▶ [SOURCE TEXT]
== Segment start ==

Nancy Graham is the Research Support and Academic Liaison Manager, Library Services at the London School of Economics and Political Science. She has worked in HE libraries for over 17 years and in that time has delivered information literacy training to hundreds of students and researchers. Nancy was the Chair of the CILIP Information Literacy Group from 2013 – 2015 and is the current Chair of CoPILOT, a community of practice to support librarians in openly sharing their information literacy teaching resources.

The employability agenda is now a huge focus for higher education institutions and as a key support service libraries are ideally placed to help deliver graduates with relevant information related skills. This talk will cover the following:

  • What are the current employability drivers and issues affecting HE?
  • What is the role of the HE library in supporting graduate skills?
  • What skills do librarians need to contribute to this?
  • Where is the best practice?
  • How can we work better with employers to join up IL training with what’s really needed?

 

Stéphane Goldstein

Stéphane Goldstein has worked as a manager in higher education and research funding, initially with the Medical Research Council and Research Councils UK, and since 2005 with the Research Information Network. Over this period, he has managed numerous research projects, and undertaken research and analysis, in areas including the scholarly communication environment, research data management and information literacy. Latterly, he has been co-ordinator of the InformAll initiative, which provides a collaborative environment for promoting the relevance of information literacy in higher education and beyond.

“How is information literacy relevant in workplace settings? It is not usually recognised as a term and a concept by employers, but it is present implicitly in many of the attributes and competences that employers look for; and also in the information-sharing practices that organisations deploy. IL can be shown to be associated with important organisational success factors, such as operational efficiency and competitiveness. The challenge is to demonstrate more explicitly to employers across all sectors – commercial, public and not-for-profit – that they have an interest in ensuring that their staff are competent and confident in the way that they use, analyse and disseminate information. It is therefore important to persuade enterprises of the value that an information literate workforce can bring.”

 

Ian Hunter

Ian Hunter is Research and Information Services Manager at Shearman & Sterling (London) LLP. Since qualifying in the early 1990s Ian has worked for law firms, investment banks and a university business school. Ian was a SCONUL trainee at the British Library in his graduate trainee year. Ian was Chair of the PR & Promotions Committee of the British and Irish Association of Law Librarians between 2011 and 2014.

Ian will discuss his experiences of training students and trainee solicitors over the years (decades, in fact…) and the trends in terms of IL, including:

  • Should we still be worrying about IL among trainee solicitors and other junior professionals? Do they still need to know how to construct Boolean searches? Is information overload a bigger problem now?
  • Is the Google generation stereotype true of junior professionals in the workplace?
  • If so what can we do to help?
  • What IL initiatives/projects are already in place in the legal and legal information professions?

== Segment end ==

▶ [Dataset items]
== Segment start ==

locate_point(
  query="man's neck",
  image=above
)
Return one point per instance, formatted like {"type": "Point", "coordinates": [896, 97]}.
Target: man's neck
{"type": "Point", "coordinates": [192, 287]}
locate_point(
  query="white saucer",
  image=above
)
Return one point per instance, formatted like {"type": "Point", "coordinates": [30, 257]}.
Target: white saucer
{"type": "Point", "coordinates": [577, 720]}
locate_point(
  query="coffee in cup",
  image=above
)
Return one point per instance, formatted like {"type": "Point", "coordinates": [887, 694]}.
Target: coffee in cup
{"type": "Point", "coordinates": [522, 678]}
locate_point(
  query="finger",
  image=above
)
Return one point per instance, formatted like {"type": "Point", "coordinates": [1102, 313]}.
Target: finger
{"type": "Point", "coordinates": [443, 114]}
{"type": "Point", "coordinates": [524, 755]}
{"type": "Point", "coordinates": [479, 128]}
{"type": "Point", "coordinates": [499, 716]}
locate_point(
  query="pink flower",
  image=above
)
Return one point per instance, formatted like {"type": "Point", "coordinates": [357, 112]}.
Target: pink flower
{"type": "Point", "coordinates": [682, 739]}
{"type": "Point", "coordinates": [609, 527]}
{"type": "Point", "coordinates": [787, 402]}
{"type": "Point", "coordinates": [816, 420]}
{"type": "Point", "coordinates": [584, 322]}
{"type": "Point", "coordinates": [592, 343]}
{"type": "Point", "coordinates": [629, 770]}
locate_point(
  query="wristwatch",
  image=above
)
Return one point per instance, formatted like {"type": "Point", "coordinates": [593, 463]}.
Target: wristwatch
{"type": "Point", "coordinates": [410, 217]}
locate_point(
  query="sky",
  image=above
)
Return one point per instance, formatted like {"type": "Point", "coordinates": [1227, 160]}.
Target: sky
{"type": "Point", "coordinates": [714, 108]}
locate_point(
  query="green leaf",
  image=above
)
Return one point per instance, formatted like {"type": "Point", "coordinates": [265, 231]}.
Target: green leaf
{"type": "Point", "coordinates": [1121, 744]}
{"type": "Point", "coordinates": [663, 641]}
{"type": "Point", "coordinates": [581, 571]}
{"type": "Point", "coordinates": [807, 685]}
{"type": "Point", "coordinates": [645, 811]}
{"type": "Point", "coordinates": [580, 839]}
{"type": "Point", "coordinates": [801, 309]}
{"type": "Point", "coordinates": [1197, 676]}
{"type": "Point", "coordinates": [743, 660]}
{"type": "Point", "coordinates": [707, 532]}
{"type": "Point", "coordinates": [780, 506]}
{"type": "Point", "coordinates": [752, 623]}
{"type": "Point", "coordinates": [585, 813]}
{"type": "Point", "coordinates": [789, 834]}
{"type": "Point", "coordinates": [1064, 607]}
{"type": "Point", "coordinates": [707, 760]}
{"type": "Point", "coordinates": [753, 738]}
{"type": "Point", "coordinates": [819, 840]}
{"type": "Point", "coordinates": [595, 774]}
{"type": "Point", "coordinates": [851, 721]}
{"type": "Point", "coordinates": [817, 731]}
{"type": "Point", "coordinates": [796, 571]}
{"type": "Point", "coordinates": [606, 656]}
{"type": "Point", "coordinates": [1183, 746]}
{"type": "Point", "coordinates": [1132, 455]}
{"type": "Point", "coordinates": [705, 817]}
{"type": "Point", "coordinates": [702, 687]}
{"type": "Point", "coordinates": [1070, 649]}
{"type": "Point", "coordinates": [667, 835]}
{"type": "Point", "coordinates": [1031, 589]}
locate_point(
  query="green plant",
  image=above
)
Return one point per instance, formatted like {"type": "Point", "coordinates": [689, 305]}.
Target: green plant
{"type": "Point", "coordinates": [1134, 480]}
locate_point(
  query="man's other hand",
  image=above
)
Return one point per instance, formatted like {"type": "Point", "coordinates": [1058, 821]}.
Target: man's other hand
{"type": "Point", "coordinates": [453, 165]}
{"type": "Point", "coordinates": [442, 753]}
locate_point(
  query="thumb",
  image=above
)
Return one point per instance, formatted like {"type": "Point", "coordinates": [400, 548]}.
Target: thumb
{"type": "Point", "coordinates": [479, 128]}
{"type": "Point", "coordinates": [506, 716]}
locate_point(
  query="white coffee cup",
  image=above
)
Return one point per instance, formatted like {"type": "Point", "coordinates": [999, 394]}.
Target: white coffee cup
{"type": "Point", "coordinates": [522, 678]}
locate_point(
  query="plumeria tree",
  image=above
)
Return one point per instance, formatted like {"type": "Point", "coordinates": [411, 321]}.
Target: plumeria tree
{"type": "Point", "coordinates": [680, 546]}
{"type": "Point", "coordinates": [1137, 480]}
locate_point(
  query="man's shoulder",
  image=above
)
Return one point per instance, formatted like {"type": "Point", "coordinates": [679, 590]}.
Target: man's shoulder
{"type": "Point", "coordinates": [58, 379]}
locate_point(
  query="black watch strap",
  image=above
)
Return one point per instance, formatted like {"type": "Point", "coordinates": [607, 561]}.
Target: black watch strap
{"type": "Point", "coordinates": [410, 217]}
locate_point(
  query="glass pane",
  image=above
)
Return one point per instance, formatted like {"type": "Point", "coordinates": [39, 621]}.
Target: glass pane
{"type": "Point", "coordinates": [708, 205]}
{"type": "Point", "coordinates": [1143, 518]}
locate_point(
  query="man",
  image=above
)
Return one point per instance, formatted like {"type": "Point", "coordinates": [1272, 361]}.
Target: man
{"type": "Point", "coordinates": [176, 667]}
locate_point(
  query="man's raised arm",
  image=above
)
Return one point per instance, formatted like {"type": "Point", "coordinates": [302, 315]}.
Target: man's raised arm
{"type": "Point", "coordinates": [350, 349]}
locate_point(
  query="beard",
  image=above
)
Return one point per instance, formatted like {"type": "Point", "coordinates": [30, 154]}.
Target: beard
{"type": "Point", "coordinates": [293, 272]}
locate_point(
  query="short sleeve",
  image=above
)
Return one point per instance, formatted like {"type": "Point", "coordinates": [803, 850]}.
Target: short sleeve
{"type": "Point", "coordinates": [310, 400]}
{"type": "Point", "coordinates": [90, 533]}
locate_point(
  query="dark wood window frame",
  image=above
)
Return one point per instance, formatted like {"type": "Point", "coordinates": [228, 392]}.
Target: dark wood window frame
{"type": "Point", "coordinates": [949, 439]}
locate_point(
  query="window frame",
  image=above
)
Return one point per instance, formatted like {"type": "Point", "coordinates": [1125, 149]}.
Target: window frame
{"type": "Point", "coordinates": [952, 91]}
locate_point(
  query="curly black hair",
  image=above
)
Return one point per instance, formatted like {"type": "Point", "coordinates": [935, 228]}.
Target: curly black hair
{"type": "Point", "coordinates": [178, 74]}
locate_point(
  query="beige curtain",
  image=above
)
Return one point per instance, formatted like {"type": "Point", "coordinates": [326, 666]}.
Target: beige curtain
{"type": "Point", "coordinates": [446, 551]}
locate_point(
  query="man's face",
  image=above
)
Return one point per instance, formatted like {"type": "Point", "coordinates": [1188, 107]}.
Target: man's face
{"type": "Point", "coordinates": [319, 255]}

== Segment end ==

▶ [WHAT YOU NEED TO DO]
Rewrite the part of the speaker profiles starting with "Ian will discuss" and going on through "bigger problem now?", swapping "trainee solicitors" for "trainee lawyers" each time it comes up. The items have nothing to do with this.

▶ [ANSWER TO THE PROBLEM]
Ian will discuss his experiences of training students and trainee lawyers over the years (decades, in fact…) and the trends in terms of IL, including:

  • Should we still be worrying about IL among trainee lawyers and other junior professionals? Do they still need to know how to construct Boolean searches? Is information overload a bigger problem now?